EXERCISE TASK
Rewrite the stretch from the first line through the line containing "197], [40, 193]]" as a Markdown table with the columns Row and Line, numbering each row and skipping blank lines. Leave the pictures out of the table.

RECORDS SUPPLIED
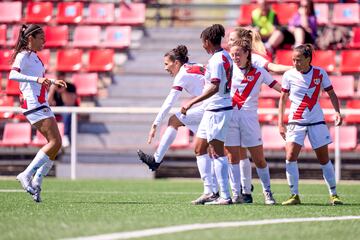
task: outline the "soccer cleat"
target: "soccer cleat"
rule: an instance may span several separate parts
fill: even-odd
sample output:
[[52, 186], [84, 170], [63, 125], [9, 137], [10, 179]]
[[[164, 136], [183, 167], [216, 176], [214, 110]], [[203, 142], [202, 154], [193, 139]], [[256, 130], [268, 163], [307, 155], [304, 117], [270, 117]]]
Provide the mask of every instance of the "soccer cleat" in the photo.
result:
[[290, 196], [290, 198], [284, 202], [282, 202], [282, 205], [297, 205], [301, 204], [300, 197], [298, 194], [293, 194]]
[[338, 195], [331, 195], [330, 196], [330, 204], [331, 205], [343, 205], [344, 203], [340, 200]]
[[161, 162], [160, 163], [155, 162], [154, 156], [148, 155], [143, 151], [141, 151], [140, 149], [137, 150], [137, 154], [139, 155], [140, 160], [146, 165], [148, 165], [151, 171], [156, 171], [156, 169], [159, 168]]
[[205, 205], [229, 205], [232, 204], [231, 198], [225, 199], [222, 197], [219, 197], [211, 202], [206, 202]]
[[30, 193], [31, 195], [34, 195], [35, 190], [31, 187], [31, 179], [30, 177], [26, 176], [24, 173], [20, 173], [16, 176], [16, 179], [21, 183], [22, 188]]
[[276, 201], [272, 195], [272, 192], [265, 191], [264, 192], [265, 204], [266, 205], [275, 205]]
[[243, 203], [253, 203], [251, 194], [242, 194], [242, 202]]
[[206, 202], [214, 201], [217, 198], [219, 198], [219, 196], [216, 193], [208, 193], [208, 194], [204, 193], [194, 201], [191, 201], [191, 203], [194, 205], [203, 205]]
[[41, 193], [41, 188], [40, 186], [35, 187], [35, 193], [33, 195], [33, 199], [35, 202], [41, 202], [41, 197], [40, 197], [40, 193]]

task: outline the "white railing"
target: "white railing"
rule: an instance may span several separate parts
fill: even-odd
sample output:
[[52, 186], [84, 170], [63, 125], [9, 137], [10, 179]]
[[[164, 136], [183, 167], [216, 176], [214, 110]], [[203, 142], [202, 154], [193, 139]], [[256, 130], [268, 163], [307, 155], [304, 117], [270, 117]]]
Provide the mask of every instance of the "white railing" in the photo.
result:
[[[84, 113], [109, 113], [109, 114], [157, 114], [160, 108], [150, 107], [52, 107], [54, 113], [71, 113], [71, 179], [76, 179], [77, 165], [77, 115]], [[172, 109], [171, 113], [177, 112], [178, 109]], [[0, 112], [21, 112], [17, 107], [0, 107]], [[261, 114], [278, 114], [277, 108], [262, 108], [258, 110]], [[333, 114], [333, 109], [323, 109], [324, 114]], [[288, 113], [288, 109], [286, 110]], [[360, 109], [341, 109], [342, 115], [359, 114]], [[341, 179], [341, 154], [340, 154], [340, 128], [335, 127], [335, 176], [336, 181]]]

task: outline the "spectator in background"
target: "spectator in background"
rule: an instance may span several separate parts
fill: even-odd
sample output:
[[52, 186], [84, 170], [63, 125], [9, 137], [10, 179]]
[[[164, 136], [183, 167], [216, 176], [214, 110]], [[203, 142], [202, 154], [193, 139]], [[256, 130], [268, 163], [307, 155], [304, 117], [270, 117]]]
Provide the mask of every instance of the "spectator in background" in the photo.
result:
[[311, 0], [301, 0], [298, 12], [290, 19], [288, 27], [281, 27], [271, 34], [265, 43], [266, 48], [274, 49], [285, 45], [299, 46], [304, 43], [315, 43], [317, 23], [314, 3]]
[[[67, 88], [60, 88], [52, 85], [49, 90], [49, 104], [51, 106], [78, 106], [76, 87], [72, 83], [67, 83]], [[68, 147], [71, 143], [71, 113], [62, 113], [64, 122], [64, 137], [62, 146]]]
[[251, 13], [252, 26], [260, 33], [261, 40], [266, 41], [274, 32], [276, 26], [279, 26], [279, 20], [271, 8], [270, 4], [266, 4], [265, 0], [258, 0], [259, 7]]

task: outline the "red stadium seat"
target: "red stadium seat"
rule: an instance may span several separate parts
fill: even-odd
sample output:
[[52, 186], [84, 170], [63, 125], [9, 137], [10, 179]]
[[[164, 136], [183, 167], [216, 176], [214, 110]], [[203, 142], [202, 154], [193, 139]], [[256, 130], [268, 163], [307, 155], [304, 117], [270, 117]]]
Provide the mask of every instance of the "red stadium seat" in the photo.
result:
[[80, 49], [64, 49], [57, 52], [57, 71], [79, 71], [82, 67], [83, 51]]
[[275, 63], [292, 66], [292, 51], [277, 50], [275, 55]]
[[6, 45], [6, 25], [0, 25], [0, 47]]
[[360, 5], [358, 3], [334, 4], [332, 23], [338, 25], [354, 25], [360, 23]]
[[360, 72], [360, 50], [342, 50], [340, 72], [359, 73]]
[[29, 2], [26, 8], [25, 21], [30, 23], [48, 23], [52, 18], [51, 2]]
[[37, 52], [36, 54], [40, 58], [41, 62], [44, 64], [45, 69], [47, 69], [50, 64], [50, 50], [43, 49], [40, 52]]
[[240, 26], [251, 25], [251, 12], [258, 6], [258, 4], [240, 5], [239, 17], [236, 20], [237, 24]]
[[20, 95], [19, 82], [14, 80], [8, 80], [5, 88], [5, 93], [8, 96], [19, 96]]
[[[334, 91], [339, 98], [352, 98], [355, 95], [354, 90], [354, 76], [330, 76], [331, 84], [334, 87]], [[327, 95], [327, 94], [326, 94]]]
[[131, 3], [120, 5], [120, 15], [116, 23], [128, 26], [139, 26], [145, 23], [145, 4]]
[[80, 23], [83, 7], [81, 2], [59, 2], [56, 21], [65, 24]]
[[64, 47], [68, 44], [68, 26], [46, 26], [44, 32], [46, 38], [45, 47]]
[[[276, 108], [276, 101], [275, 99], [270, 98], [259, 98], [259, 108]], [[269, 123], [274, 121], [275, 116], [274, 114], [258, 114], [259, 122], [260, 123]]]
[[[64, 137], [64, 123], [59, 122], [58, 128], [59, 128], [61, 138]], [[39, 131], [36, 131], [36, 135], [33, 138], [33, 140], [31, 141], [31, 145], [39, 147], [39, 146], [44, 146], [47, 143], [48, 143], [48, 141], [46, 140], [44, 135], [42, 135]]]
[[0, 49], [0, 71], [10, 71], [12, 50]]
[[285, 140], [281, 137], [277, 126], [263, 126], [261, 132], [265, 150], [281, 150], [285, 148]]
[[113, 3], [90, 3], [87, 23], [111, 24], [114, 22]]
[[113, 49], [92, 49], [89, 51], [88, 71], [111, 71], [114, 67]]
[[21, 21], [21, 2], [0, 2], [0, 22], [12, 23]]
[[[3, 96], [0, 98], [1, 107], [13, 107], [14, 106], [14, 97]], [[0, 119], [12, 118], [14, 116], [13, 112], [0, 112]]]
[[131, 27], [107, 27], [105, 30], [104, 47], [128, 48], [131, 43]]
[[97, 73], [75, 73], [72, 75], [71, 82], [76, 86], [76, 94], [79, 96], [97, 95]]
[[351, 48], [360, 48], [360, 27], [354, 27], [353, 30], [353, 38], [349, 44]]
[[100, 44], [100, 26], [78, 26], [74, 31], [74, 47], [96, 47]]
[[[355, 110], [360, 110], [360, 100], [359, 99], [353, 99], [353, 100], [348, 100], [346, 102], [346, 109], [351, 110], [351, 109], [355, 109]], [[346, 123], [356, 123], [359, 124], [360, 123], [360, 114], [347, 114], [345, 115], [344, 121]]]
[[[333, 143], [329, 144], [329, 149], [335, 149], [335, 127], [330, 127], [330, 135]], [[357, 128], [356, 126], [341, 126], [340, 127], [340, 149], [353, 150], [357, 145]]]
[[289, 20], [298, 10], [296, 3], [274, 3], [272, 8], [276, 12], [280, 25], [288, 25]]
[[329, 4], [316, 3], [316, 4], [314, 4], [314, 8], [315, 8], [317, 24], [320, 26], [328, 24], [329, 23]]
[[314, 66], [319, 66], [325, 69], [327, 72], [333, 72], [335, 70], [336, 52], [332, 50], [318, 50], [315, 52], [312, 60]]
[[29, 123], [6, 123], [1, 146], [26, 146], [31, 142]]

IN RESPONSE
| Row | Line |
|---|---|
| 1 | task: outline the "soccer cleat" |
| 2 | target: "soccer cleat" |
| 3 | rule: an instance may span several separate parts |
| 4 | fill: even-odd |
| 5 | sample output: |
| 6 | [[52, 186], [84, 170], [63, 125], [9, 137], [10, 179]] |
| 7 | [[[164, 136], [183, 167], [216, 176], [214, 110]], [[203, 142], [202, 154], [193, 139]], [[256, 130], [268, 163], [307, 155], [304, 117], [270, 117]]] |
| 8 | Provide the mask of every instance of the "soccer cleat" in the photo. |
| 9 | result: |
| 10 | [[290, 196], [290, 198], [284, 202], [282, 202], [282, 205], [297, 205], [301, 204], [300, 197], [298, 194], [293, 194]] |
| 11 | [[338, 195], [331, 195], [330, 196], [330, 204], [331, 205], [343, 205], [344, 203], [340, 200]] |
| 12 | [[161, 162], [160, 163], [155, 162], [154, 156], [148, 155], [143, 151], [141, 151], [140, 149], [137, 150], [137, 154], [139, 155], [140, 160], [146, 165], [148, 165], [151, 171], [156, 171], [156, 169], [159, 168]] |
| 13 | [[205, 205], [229, 205], [232, 204], [231, 198], [225, 199], [222, 197], [219, 197], [211, 202], [206, 202]] |
| 14 | [[30, 193], [31, 195], [34, 195], [35, 190], [31, 187], [31, 179], [30, 177], [26, 176], [24, 173], [20, 173], [16, 176], [16, 179], [21, 183], [22, 188]] |
| 15 | [[276, 201], [272, 195], [272, 192], [265, 191], [264, 192], [265, 204], [266, 205], [275, 205]] |
| 16 | [[243, 203], [253, 203], [251, 194], [242, 194], [242, 202]] |
| 17 | [[206, 202], [214, 201], [217, 198], [219, 198], [219, 196], [216, 193], [208, 193], [208, 194], [204, 193], [194, 201], [191, 201], [191, 203], [194, 205], [203, 205]] |
| 18 | [[41, 193], [41, 188], [40, 186], [35, 187], [35, 193], [33, 195], [33, 199], [35, 202], [41, 202], [41, 197], [40, 197], [40, 193]] |